───── Testo da analizzare

Per la carne rossa non lavorata, confrontando le persone che mangiavano in media meno di mezza porzione al giorno con coloro che ne consumavano una o più porzioni al giorno non è emersa una differenza per rischio di demenza.
Il declino cognitivo è stato misurato grazie a un secondo gruppo di soggetti con età media di 78 anni sottoposti a sondaggi per la valutazione della memoria e delle capacità di pensiero due volte durante lo studio.
È emerso che fra coloro che mangiavano in media 0,25 porzioni o più al giorno di carne rossa lavorata esisteva un rischio di declino cognitivo soggettivo più alto del 14% rispetto a consumi in media inferiori a 0,10 porzioni al giorno.
Le persone che mangiavano una o più porzioni di carne rossa non lavorata al giorno avevano un rischio di declino cognitivo soggettivo più alto del 16% rispetto ai consumatori di meno di mezza porzione al giorno.
Per misurare la funzione cognitiva oggettiva, ovvero la capacità del cervello di ricordare, pensare e risolvere i problemi, è stato arruolato un terzo gruppo di 17.458 partecipanti di sesso femminile con un'età media di 74 anni che sono state sottoposte a test di memoria e pensiero 4 volte durante lo studio.

──────────
───── Estratti delle voci

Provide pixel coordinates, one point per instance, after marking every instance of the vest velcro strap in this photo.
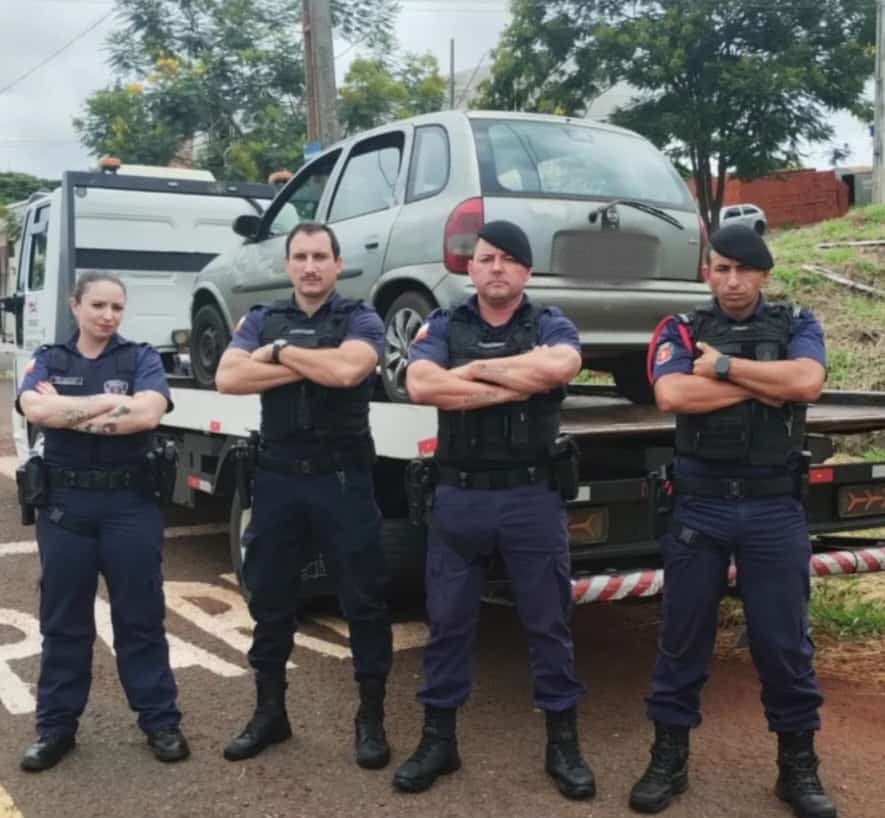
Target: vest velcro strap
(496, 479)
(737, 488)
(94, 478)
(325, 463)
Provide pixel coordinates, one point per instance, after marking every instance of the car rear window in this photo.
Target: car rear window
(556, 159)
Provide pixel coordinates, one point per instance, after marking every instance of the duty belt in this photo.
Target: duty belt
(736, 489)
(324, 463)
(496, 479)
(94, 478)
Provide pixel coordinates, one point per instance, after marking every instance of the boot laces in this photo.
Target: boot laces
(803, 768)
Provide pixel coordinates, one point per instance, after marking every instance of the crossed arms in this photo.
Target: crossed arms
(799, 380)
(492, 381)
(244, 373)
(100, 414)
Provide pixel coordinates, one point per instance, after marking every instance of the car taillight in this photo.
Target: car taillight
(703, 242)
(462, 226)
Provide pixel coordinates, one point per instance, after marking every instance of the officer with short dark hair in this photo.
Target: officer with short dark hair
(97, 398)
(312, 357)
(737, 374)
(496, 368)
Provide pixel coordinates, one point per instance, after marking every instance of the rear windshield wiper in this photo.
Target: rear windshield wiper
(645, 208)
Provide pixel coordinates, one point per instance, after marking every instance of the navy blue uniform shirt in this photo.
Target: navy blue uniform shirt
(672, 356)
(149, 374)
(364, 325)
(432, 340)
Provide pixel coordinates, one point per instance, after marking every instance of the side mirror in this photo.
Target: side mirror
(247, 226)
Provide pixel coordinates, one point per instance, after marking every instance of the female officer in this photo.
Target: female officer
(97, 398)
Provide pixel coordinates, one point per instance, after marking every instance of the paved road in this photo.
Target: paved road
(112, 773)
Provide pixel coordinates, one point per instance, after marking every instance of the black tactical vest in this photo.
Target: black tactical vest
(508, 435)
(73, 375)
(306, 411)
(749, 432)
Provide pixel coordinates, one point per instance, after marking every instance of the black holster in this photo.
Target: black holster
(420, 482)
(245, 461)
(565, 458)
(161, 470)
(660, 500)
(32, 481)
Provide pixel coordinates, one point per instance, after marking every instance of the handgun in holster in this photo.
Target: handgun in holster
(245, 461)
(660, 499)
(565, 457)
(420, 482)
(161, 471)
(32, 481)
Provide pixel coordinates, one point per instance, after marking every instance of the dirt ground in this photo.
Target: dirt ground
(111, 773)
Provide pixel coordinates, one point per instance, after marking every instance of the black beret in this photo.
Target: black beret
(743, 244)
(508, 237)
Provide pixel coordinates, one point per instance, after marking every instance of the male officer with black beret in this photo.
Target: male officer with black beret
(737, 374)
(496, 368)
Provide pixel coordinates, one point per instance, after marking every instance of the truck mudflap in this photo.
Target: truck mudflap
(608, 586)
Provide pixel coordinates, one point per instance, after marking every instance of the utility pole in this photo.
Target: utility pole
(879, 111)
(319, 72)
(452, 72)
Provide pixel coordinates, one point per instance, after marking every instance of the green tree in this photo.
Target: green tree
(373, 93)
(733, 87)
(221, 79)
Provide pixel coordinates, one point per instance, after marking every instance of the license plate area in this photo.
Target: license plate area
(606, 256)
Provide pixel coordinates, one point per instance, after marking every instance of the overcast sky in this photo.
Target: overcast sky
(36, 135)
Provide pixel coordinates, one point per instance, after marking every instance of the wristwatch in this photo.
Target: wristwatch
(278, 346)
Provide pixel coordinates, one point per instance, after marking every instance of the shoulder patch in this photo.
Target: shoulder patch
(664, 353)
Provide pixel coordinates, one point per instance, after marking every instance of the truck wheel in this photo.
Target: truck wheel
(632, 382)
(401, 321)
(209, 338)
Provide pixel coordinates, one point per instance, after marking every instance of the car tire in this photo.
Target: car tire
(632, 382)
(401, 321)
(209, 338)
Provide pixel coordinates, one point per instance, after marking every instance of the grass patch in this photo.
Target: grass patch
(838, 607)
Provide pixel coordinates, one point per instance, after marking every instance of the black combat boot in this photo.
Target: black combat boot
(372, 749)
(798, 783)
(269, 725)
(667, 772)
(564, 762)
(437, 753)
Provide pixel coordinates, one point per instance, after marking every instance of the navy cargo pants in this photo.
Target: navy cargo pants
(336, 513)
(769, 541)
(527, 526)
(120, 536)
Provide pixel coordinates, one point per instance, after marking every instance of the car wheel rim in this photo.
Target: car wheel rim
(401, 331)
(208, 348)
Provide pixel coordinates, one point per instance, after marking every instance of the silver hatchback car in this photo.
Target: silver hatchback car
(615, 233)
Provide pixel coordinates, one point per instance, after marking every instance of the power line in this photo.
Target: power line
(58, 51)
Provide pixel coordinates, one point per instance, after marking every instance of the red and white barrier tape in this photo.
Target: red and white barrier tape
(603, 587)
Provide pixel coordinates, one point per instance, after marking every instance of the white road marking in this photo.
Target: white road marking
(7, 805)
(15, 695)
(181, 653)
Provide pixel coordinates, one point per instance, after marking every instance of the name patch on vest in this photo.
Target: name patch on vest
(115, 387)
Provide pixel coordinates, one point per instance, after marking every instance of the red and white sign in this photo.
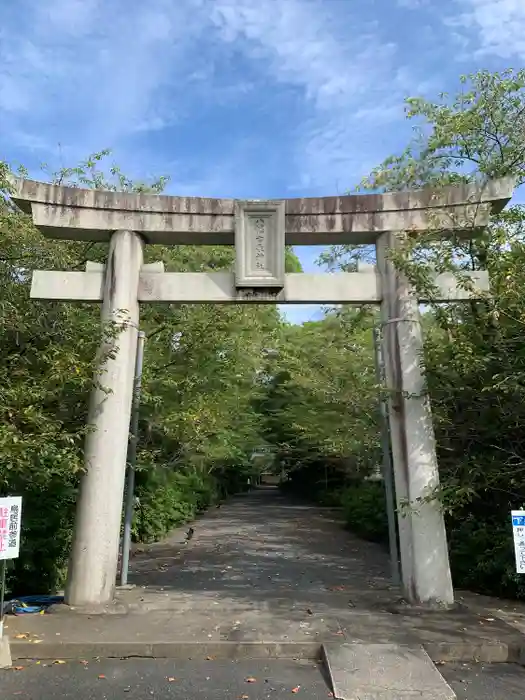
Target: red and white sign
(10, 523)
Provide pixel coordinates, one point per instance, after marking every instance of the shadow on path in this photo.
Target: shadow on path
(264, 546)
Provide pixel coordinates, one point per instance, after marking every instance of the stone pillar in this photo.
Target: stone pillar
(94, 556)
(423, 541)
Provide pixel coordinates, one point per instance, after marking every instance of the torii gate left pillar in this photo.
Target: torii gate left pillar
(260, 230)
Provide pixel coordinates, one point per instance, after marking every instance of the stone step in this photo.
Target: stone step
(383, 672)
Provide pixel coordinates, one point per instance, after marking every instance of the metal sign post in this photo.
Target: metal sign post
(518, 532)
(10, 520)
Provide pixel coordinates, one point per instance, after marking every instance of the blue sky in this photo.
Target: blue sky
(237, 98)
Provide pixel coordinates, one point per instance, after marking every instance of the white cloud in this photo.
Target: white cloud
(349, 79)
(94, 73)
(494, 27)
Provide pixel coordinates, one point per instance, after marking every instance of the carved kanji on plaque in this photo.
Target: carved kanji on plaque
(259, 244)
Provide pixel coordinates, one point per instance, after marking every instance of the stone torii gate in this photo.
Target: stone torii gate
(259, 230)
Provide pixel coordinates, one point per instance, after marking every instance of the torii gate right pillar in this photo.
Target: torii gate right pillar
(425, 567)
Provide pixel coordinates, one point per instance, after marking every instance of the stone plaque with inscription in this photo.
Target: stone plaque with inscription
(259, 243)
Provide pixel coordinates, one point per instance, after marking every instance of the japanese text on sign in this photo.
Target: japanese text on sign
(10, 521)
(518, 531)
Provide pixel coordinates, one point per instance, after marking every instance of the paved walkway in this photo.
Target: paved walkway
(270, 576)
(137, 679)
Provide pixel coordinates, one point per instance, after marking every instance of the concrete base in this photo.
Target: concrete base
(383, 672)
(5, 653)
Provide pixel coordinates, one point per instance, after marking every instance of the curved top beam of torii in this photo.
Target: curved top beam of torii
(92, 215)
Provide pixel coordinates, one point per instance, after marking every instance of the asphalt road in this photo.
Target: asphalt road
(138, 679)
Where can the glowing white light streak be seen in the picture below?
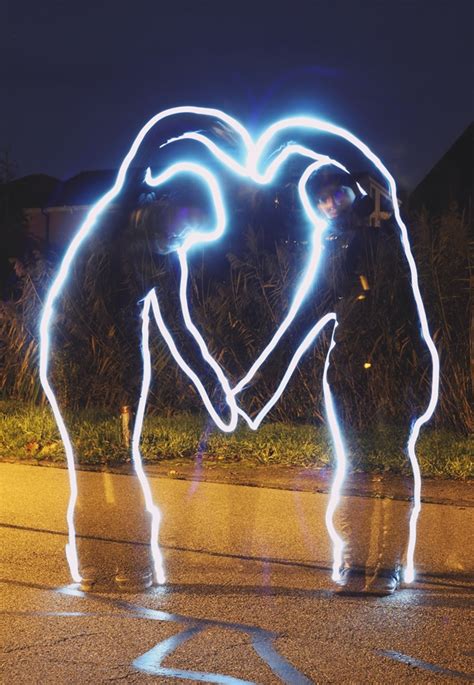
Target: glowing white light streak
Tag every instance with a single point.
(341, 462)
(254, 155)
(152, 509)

──────────

Consegna. Riporta tutto ciò che va da "Le persone che mangiavano una" fino a "porzione al giorno." nel testo su carne rossa e declino cognitivo, sostituendo "carne rossa" con "carne bianca".

Soluzione.
Le persone che mangiavano una o più porzioni di carne bianca non lavorata al giorno avevano un rischio di declino cognitivo soggettivo più alto del 16% rispetto ai consumatori di meno di mezza porzione al giorno.